EXERCISE PROMPT –
Scale everything from the start of the records down to the line containing "pixel 187 54", both included, and reproduce every line, requests and all. Multiply each pixel coordinate in the answers by 2.5 and round to whole numbers, with halves rounding up.
** START OF RAW RECORDS **
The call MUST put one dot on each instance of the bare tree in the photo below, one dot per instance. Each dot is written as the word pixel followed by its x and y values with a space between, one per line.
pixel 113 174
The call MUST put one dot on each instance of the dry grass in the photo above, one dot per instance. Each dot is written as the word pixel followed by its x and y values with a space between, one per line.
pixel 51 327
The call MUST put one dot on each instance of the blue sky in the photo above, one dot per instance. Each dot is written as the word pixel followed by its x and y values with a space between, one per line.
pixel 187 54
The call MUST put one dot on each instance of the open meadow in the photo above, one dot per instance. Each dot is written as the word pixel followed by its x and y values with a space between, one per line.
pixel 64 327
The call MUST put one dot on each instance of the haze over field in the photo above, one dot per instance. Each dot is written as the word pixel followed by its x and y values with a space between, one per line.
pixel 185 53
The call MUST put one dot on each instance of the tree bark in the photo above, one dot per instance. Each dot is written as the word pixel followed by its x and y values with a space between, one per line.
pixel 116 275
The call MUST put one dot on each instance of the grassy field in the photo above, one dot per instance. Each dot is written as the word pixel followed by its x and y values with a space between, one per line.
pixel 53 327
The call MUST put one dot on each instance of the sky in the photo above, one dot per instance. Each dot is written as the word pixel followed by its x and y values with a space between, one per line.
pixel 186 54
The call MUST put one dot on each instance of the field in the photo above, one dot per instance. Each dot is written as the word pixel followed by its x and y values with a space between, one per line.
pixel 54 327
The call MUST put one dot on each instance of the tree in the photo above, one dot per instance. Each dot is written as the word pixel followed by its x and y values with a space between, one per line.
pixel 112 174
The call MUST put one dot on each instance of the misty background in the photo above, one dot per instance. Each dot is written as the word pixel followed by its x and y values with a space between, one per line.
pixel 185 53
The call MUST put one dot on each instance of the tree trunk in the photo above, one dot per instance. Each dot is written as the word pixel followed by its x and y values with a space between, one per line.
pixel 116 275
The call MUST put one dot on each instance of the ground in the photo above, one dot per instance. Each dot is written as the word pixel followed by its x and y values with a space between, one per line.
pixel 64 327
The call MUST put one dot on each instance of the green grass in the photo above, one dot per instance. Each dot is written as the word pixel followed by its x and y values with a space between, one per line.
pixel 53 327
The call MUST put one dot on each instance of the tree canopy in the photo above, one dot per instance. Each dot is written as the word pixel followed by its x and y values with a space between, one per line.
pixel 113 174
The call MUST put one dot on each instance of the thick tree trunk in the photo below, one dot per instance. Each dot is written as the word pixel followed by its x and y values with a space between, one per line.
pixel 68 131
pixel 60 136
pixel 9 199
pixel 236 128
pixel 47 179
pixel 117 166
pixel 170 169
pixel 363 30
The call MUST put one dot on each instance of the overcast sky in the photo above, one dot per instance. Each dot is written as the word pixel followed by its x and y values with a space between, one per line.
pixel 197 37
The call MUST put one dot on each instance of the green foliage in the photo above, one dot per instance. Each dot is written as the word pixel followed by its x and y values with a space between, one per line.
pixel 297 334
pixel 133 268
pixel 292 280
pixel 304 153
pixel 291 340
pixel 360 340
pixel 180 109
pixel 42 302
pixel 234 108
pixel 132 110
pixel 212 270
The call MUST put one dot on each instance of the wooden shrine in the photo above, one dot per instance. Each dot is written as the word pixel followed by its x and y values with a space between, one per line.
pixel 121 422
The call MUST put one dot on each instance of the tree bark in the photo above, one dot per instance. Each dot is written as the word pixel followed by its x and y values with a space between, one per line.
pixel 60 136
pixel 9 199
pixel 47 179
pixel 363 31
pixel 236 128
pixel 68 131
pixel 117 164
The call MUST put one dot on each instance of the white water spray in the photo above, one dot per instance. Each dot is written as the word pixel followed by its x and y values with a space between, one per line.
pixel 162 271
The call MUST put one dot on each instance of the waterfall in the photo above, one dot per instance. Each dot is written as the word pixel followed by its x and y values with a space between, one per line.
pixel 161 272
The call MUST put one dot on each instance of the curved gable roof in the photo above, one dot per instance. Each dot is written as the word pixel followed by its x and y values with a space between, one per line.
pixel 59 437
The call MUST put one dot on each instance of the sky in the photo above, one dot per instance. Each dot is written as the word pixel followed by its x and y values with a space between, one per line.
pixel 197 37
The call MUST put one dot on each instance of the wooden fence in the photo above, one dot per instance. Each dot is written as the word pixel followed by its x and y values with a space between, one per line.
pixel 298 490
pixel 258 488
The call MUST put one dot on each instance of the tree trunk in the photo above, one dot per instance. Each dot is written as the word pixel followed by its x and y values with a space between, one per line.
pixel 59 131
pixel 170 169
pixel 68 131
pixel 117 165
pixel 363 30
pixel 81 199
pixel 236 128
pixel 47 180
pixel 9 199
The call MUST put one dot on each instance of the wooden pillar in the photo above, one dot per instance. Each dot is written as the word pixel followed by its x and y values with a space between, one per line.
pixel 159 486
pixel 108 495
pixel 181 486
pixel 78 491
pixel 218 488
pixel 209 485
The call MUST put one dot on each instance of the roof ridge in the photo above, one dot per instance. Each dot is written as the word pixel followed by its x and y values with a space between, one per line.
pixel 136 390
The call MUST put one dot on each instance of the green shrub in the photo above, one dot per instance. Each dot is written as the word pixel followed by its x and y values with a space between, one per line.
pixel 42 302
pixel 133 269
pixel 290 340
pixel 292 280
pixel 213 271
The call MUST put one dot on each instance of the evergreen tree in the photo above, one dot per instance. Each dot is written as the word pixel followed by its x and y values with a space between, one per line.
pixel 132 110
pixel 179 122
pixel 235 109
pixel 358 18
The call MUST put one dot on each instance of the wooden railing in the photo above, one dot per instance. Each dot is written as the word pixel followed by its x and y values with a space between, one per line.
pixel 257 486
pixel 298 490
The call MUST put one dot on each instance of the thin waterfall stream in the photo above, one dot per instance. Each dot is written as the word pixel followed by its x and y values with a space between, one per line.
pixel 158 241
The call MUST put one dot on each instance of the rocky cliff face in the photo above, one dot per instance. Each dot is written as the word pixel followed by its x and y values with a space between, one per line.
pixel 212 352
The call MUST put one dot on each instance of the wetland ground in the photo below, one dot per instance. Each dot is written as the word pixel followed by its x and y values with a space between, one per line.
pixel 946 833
** END OF RAW RECORDS **
ANSWER TO THIS TASK –
The call MUST put one dot on each instance of the bare tree in the photo below, one dot per instance. Each dot is written as the word pixel followed by its x and y values with a space between, one per line.
pixel 283 435
The call MUST put one dot on each instance of the dry grass in the photo above, one dot per instance. Each dot is written as the word pixel followed by its x and y values with a space between, one per line.
pixel 128 818
The call MUST put one dot on each instance of the blue sky in the photo above, one dot per instance. Each dot is written as the word pixel followed by its x and y values with a space between, one per line.
pixel 468 135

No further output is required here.